== TASK ITEM ==
In the text below on yeast intron annotation, how many nucleotide insertions did SGD find were needed to correct the SEF1 reference sequence?

== SELECTED EXCERPT ==
'''

The original annotation for the budding yeast genome contained 225 genes with introns. Introns are rare in yeast, tend to be in the extreme 5′ end of the gene, and typically include a perfect match to the branch site consensus (UACUAAC; Spingola et al., 1999). Since 1996, only 39 new introns and exons have been identified. The majority of these were identified by Brachat et al. (2003) and Cliften et al. (2003), who proposed that a combined total of 24 existing ORFs be updated with new introns and exons, such that the reading frame of the original ORF was preserved but the new intron and exon effectively added an extension at either the 5′ or the 3′ end. In some instances, the intron/exon predictions were directly tested (Brachat et al. 2003). For the remainder, SGD curators examined the sensu stricto Saccharomyces data published by Kellis et al. (2003), which was not used for the intron predictions by Brachat et al. (2003) and Cliften et al. (2003). The new intron/exon structure was annotated only if the reading frame, the start and stop codons and the branch site splicing signals were conserved in the other species.
In a few cases, examination of the evidence led to revision of the proposed change. For example, based on sequence conservation between Ashbya gossypii and S. cerevisiae, Brachat et al. (2003) proposed an intron and a new 3′ exon for SEF1 /YBL066C. However, when the SEF1 sequences from four Saccharomyces sensu stricto species were compared to S. cerevisiae, the comparative data argued against the presence of an intron. Instead it appeared that the S. cerevisiae sequence contained a large number of sequencing errors in this gene. SGD resequenced the 150 base pairs spanning the divergent region and found that 37 nucleotide insertions and four nucleotide substitutions were necessary to correct the reference sequence. Once these errors were corrected, the S. cerevisiae SEF1 ORF displayed close conservation with the other Saccharomyces sensu stricto orthologues, none of which was predicted to contain an intron.

'''

== EXTRACTED RECORDS ==
'''

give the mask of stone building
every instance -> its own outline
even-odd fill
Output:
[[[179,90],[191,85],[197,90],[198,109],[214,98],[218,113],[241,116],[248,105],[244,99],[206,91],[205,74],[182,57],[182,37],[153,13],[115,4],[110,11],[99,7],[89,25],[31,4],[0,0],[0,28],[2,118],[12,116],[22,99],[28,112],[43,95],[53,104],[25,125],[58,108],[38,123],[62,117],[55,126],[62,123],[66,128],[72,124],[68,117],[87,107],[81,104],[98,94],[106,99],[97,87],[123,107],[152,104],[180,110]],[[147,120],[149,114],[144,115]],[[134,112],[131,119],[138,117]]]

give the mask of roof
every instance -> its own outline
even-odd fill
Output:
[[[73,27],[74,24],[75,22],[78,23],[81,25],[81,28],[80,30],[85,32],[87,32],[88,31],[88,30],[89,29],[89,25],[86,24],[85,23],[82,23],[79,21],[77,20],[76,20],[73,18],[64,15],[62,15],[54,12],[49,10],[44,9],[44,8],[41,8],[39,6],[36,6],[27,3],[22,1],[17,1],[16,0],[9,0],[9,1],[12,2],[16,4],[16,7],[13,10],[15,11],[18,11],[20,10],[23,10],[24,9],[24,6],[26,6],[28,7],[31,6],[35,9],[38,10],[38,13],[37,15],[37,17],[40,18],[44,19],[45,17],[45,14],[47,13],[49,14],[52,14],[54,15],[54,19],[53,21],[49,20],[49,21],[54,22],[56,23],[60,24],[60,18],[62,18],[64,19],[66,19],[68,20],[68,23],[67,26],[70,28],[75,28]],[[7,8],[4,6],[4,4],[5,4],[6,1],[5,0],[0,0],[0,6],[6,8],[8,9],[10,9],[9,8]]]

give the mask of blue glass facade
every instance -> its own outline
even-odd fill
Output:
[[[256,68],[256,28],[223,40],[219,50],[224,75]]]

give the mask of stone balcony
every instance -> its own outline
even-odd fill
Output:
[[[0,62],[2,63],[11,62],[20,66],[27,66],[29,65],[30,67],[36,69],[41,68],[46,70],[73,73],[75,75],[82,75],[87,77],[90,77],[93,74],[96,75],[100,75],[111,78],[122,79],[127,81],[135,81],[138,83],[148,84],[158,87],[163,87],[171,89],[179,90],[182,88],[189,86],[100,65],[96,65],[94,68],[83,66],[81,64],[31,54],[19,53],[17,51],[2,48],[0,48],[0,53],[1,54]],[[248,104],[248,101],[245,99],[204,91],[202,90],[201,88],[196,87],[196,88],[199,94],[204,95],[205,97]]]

'''
'''

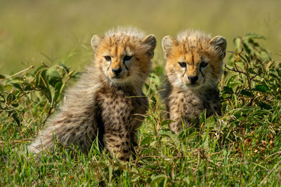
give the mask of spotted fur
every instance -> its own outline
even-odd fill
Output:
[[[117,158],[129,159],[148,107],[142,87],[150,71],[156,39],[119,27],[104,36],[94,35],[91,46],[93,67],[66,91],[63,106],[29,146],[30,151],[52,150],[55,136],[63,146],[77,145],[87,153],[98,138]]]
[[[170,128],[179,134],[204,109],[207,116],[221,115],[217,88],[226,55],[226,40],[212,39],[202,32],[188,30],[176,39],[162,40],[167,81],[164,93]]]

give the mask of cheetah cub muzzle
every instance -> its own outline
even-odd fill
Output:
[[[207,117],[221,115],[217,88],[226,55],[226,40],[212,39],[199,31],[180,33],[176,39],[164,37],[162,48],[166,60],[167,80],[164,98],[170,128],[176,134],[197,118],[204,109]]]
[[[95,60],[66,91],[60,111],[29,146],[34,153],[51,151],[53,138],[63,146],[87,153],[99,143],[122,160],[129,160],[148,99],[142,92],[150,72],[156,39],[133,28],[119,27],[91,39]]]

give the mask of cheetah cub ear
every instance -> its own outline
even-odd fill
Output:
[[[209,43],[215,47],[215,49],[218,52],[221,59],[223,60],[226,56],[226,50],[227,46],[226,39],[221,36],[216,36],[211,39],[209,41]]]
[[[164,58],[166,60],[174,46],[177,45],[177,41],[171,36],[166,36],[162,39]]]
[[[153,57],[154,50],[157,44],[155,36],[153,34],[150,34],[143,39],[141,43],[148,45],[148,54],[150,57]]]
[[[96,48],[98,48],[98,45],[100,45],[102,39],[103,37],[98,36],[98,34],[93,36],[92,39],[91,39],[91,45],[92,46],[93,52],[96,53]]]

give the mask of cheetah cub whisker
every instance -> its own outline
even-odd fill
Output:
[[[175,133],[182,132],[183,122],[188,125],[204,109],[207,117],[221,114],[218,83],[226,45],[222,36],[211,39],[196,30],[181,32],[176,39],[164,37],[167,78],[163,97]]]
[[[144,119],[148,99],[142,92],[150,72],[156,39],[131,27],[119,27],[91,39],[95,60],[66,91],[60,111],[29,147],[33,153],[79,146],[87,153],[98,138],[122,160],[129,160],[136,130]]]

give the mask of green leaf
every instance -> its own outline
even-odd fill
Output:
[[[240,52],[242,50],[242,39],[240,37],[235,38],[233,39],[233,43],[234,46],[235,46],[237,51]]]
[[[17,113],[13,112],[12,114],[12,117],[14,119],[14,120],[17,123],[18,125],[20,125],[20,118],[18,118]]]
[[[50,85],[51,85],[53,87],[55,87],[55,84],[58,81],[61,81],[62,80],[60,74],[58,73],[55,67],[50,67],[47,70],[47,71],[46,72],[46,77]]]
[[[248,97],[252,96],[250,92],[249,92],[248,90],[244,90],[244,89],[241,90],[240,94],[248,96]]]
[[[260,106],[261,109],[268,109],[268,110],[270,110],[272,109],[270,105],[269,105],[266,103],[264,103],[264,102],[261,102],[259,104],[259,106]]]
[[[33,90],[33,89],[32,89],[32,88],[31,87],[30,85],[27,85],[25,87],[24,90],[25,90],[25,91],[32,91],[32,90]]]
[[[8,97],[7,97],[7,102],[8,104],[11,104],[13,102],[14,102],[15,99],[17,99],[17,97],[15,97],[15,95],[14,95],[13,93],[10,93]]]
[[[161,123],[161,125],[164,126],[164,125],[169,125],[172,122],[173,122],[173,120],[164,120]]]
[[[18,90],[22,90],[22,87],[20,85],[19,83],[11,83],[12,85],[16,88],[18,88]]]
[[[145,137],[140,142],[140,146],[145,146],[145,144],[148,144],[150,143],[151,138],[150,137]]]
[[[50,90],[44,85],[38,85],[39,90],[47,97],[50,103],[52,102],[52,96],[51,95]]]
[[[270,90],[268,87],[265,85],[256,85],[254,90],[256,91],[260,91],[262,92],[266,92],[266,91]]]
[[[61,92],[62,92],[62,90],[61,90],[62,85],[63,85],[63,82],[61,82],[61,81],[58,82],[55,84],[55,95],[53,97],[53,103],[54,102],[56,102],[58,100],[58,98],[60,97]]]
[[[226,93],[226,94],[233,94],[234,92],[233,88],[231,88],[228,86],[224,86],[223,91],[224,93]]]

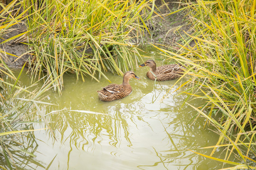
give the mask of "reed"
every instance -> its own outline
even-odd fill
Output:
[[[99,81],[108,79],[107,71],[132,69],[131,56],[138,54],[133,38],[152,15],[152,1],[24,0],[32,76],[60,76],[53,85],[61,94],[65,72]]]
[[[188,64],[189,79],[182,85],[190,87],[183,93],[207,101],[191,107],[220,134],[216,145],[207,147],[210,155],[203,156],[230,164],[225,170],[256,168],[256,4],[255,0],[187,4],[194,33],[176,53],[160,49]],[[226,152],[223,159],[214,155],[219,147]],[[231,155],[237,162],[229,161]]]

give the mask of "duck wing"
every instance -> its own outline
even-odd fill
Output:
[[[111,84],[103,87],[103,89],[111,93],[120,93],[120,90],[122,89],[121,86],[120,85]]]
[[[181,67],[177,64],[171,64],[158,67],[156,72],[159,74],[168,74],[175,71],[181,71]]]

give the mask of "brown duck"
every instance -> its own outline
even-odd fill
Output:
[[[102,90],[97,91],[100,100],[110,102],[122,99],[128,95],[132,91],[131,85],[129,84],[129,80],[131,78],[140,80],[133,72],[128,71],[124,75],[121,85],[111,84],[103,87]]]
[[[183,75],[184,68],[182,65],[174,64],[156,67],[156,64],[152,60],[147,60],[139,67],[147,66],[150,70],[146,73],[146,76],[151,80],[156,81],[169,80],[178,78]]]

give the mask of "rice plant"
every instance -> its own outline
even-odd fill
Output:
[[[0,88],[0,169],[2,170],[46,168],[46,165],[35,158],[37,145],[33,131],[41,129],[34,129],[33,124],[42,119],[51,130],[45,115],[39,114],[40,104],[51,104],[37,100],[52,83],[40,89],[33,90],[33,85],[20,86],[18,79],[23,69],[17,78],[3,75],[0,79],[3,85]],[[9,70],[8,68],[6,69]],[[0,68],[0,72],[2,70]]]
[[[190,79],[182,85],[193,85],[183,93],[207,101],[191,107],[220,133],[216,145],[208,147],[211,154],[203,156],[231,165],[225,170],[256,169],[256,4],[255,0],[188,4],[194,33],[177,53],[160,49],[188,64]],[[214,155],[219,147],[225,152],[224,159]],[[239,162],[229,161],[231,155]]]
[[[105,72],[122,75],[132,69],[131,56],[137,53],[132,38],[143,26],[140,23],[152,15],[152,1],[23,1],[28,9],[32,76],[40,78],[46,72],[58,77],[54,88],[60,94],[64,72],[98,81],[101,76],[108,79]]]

'''

== EXERCISE OUTPUT ==
37 nucleotide insertions